Task inputs ▸
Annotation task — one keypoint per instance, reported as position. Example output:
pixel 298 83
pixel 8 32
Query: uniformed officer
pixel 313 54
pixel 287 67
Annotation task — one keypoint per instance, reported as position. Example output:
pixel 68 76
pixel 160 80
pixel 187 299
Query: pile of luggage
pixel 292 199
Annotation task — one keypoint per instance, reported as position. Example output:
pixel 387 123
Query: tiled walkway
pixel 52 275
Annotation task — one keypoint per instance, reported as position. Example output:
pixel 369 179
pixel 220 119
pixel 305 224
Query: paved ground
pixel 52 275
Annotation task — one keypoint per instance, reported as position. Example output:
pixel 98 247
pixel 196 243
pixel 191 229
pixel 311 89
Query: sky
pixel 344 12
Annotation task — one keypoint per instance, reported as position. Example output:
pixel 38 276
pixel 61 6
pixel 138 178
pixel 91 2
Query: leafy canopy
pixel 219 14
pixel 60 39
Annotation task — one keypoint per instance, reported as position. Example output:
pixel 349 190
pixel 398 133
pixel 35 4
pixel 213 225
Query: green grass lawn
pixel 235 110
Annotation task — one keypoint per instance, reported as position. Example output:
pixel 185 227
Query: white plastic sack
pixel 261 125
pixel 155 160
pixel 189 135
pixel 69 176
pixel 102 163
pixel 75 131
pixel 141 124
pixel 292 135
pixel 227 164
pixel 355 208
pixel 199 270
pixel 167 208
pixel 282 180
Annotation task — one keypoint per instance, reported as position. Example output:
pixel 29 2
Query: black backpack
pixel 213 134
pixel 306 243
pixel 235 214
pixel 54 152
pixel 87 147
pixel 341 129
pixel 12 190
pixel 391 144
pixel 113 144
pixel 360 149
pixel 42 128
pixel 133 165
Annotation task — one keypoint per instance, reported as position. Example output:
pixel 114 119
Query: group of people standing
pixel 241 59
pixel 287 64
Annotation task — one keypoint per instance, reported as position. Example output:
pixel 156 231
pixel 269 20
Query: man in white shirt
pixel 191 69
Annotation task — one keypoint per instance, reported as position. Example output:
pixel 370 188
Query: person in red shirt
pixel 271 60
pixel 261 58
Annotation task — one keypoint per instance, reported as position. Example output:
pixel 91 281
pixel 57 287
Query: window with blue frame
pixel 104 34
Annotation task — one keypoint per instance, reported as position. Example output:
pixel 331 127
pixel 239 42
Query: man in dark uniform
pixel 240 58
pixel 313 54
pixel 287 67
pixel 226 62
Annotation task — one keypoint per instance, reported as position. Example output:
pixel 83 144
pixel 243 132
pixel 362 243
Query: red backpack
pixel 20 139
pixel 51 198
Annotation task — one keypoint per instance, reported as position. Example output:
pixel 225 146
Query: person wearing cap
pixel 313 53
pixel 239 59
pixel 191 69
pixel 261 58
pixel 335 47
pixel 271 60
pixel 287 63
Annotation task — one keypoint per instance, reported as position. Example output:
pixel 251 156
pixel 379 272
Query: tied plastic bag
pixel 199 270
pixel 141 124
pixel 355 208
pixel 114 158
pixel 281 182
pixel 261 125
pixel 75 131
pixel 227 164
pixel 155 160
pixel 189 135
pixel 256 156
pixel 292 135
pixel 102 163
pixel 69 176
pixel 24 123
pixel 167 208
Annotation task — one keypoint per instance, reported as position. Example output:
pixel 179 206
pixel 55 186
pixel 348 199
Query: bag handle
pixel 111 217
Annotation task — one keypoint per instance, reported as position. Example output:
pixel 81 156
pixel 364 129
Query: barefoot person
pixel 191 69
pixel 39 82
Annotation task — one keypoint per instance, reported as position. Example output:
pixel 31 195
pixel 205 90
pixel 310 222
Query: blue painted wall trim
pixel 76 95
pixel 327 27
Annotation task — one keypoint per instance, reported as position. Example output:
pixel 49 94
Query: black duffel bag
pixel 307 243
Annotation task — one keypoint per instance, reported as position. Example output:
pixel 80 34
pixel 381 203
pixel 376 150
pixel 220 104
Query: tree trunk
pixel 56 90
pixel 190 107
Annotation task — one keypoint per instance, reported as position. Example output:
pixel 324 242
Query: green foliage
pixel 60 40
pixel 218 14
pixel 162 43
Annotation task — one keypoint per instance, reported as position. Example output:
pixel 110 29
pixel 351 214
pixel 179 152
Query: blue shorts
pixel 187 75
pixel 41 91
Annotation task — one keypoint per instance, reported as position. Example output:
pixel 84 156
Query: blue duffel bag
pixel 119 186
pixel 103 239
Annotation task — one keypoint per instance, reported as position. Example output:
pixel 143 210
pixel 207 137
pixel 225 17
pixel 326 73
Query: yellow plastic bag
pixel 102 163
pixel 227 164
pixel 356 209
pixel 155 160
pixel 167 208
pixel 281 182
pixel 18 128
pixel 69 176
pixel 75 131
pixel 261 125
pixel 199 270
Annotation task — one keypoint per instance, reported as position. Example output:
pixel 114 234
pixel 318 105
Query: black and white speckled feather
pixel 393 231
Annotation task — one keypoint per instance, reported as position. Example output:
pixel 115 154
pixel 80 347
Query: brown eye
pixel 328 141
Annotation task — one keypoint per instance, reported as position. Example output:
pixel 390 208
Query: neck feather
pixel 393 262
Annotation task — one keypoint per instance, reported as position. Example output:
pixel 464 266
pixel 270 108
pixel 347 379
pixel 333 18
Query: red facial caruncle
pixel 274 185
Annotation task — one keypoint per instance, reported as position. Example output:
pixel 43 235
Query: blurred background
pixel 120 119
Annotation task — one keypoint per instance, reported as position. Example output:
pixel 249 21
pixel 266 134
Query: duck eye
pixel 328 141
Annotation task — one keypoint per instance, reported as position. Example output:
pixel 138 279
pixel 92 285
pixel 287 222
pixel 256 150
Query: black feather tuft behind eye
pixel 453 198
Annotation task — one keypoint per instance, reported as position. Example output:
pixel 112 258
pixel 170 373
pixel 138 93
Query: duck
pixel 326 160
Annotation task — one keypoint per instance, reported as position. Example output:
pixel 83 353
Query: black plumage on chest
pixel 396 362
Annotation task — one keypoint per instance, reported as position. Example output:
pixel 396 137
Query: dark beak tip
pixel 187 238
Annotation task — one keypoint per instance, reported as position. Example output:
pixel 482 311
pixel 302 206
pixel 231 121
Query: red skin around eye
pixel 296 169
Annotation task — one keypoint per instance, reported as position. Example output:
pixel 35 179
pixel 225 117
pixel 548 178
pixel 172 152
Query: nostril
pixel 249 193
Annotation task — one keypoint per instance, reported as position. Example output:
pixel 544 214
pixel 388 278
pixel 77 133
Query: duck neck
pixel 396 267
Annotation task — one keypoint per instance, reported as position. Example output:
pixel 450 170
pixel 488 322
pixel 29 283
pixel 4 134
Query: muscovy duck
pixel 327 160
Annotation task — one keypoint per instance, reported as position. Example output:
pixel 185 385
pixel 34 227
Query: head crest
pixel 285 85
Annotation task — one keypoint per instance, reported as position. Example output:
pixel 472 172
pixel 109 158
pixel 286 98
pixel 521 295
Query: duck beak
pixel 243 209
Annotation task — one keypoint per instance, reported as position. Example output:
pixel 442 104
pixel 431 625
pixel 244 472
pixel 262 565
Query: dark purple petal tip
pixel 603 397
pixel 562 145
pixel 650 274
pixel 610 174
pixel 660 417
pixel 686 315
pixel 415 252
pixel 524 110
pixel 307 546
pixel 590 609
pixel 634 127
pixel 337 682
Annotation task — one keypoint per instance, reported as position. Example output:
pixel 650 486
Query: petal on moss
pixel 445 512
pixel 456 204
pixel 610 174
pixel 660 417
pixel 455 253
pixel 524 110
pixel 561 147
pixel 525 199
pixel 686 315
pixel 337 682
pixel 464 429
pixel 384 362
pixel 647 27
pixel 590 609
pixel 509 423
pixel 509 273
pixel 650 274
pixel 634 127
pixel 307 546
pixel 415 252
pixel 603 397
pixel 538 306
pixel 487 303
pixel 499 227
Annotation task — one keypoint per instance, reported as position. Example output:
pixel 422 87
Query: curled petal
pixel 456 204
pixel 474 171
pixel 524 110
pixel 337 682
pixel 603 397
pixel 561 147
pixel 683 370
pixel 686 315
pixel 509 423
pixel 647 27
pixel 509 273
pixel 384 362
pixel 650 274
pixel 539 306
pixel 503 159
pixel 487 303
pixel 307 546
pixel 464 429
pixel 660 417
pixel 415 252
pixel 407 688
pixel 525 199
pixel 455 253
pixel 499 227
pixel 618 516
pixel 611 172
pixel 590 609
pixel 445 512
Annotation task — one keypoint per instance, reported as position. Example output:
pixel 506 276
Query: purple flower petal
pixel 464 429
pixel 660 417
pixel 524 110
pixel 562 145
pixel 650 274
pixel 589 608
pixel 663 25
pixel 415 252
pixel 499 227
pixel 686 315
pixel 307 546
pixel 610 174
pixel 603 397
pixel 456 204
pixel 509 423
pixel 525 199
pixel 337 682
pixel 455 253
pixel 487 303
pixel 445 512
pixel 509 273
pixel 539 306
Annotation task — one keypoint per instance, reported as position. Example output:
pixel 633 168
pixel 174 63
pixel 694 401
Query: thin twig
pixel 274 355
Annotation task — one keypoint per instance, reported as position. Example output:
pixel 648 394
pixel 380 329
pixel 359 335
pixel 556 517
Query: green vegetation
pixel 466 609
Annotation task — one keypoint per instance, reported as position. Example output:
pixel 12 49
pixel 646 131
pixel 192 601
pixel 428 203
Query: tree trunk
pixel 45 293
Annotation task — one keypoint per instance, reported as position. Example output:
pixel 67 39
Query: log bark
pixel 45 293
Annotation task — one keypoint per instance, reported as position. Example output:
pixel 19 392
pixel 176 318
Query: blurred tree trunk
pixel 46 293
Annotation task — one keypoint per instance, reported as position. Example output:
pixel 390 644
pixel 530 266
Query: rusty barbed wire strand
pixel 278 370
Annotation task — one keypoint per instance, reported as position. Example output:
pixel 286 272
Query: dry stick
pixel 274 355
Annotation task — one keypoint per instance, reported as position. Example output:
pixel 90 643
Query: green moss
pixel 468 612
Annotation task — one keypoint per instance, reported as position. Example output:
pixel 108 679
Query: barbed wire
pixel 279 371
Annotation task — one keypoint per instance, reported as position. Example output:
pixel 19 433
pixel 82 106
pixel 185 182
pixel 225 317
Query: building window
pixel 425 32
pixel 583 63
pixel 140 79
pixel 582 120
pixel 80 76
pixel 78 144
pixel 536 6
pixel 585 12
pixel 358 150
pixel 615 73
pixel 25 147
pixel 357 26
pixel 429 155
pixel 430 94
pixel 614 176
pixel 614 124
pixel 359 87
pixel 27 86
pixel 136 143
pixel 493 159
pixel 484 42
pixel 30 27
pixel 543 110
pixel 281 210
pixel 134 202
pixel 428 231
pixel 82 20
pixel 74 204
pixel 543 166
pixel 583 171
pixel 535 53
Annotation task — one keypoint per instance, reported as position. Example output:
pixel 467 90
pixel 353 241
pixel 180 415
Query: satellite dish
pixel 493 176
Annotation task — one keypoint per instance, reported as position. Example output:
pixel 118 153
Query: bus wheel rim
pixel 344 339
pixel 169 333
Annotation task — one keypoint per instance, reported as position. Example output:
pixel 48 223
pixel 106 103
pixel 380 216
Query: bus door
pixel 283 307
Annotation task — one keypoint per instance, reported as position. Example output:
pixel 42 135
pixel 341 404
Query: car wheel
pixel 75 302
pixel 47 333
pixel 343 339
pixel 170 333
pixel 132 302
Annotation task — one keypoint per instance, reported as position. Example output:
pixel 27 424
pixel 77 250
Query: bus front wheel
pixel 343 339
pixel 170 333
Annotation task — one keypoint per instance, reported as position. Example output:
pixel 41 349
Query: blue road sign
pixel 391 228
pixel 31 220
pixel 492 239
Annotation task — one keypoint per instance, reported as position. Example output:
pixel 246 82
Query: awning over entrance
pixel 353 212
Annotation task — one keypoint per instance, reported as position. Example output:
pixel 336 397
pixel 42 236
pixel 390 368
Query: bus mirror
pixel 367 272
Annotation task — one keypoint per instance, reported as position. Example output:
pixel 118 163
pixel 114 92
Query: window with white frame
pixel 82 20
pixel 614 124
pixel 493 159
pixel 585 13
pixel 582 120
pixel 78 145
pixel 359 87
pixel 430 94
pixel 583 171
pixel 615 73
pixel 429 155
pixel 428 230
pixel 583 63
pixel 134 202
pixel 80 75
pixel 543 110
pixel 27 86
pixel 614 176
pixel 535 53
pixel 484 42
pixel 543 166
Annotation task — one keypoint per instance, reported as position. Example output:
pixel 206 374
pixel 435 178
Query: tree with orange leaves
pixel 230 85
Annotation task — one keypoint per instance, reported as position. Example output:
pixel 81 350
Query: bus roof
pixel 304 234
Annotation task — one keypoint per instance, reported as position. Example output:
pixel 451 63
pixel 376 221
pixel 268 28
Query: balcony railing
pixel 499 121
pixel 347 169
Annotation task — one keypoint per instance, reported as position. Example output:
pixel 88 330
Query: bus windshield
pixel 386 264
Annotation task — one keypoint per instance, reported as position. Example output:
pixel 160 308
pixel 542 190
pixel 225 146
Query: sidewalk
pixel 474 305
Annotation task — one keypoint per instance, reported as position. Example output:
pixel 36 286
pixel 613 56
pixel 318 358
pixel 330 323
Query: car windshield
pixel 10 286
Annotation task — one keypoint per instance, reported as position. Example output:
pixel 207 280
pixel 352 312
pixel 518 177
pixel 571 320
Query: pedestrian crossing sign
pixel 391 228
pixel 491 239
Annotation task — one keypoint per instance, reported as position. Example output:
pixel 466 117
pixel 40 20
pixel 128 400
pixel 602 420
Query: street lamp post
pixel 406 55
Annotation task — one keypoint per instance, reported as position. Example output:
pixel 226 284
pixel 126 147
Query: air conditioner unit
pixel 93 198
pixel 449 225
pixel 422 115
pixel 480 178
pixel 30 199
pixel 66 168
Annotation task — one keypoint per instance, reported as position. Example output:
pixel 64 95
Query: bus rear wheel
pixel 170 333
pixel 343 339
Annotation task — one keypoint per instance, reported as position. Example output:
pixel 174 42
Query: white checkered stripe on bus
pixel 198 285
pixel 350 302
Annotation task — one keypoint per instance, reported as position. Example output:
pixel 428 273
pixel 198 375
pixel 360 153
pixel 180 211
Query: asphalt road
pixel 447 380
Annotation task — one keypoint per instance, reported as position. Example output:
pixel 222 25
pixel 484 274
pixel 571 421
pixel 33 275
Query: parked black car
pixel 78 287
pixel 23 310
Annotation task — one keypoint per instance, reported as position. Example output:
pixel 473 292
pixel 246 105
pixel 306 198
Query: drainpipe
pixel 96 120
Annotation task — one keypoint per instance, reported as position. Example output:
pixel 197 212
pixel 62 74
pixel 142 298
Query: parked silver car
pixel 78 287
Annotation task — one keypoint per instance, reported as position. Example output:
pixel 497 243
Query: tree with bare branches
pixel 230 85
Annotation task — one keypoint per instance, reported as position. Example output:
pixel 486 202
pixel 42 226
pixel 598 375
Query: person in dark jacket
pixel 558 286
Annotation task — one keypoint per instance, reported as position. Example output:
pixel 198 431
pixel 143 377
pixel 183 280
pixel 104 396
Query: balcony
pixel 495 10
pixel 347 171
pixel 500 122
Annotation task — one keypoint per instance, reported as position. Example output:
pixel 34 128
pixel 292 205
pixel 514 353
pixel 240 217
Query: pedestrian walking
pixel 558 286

What you have to do ▸
Convert the lines from the very first one above through the line containing "pixel 292 199", both included, into a JSON list of strings, one string per line, leaving out any blank lines.

Answer to the exercise ▸
[
  "Annotation task — one keypoint per instance, reported as position. Example output:",
  "pixel 298 83",
  "pixel 8 32",
  "Query: uniformed officer",
  "pixel 313 54",
  "pixel 287 67",
  "Annotation task — one keypoint per instance, reported as position. Example output:",
  "pixel 68 76",
  "pixel 160 80",
  "pixel 187 299",
  "Query: pile of luggage",
  "pixel 292 199"
]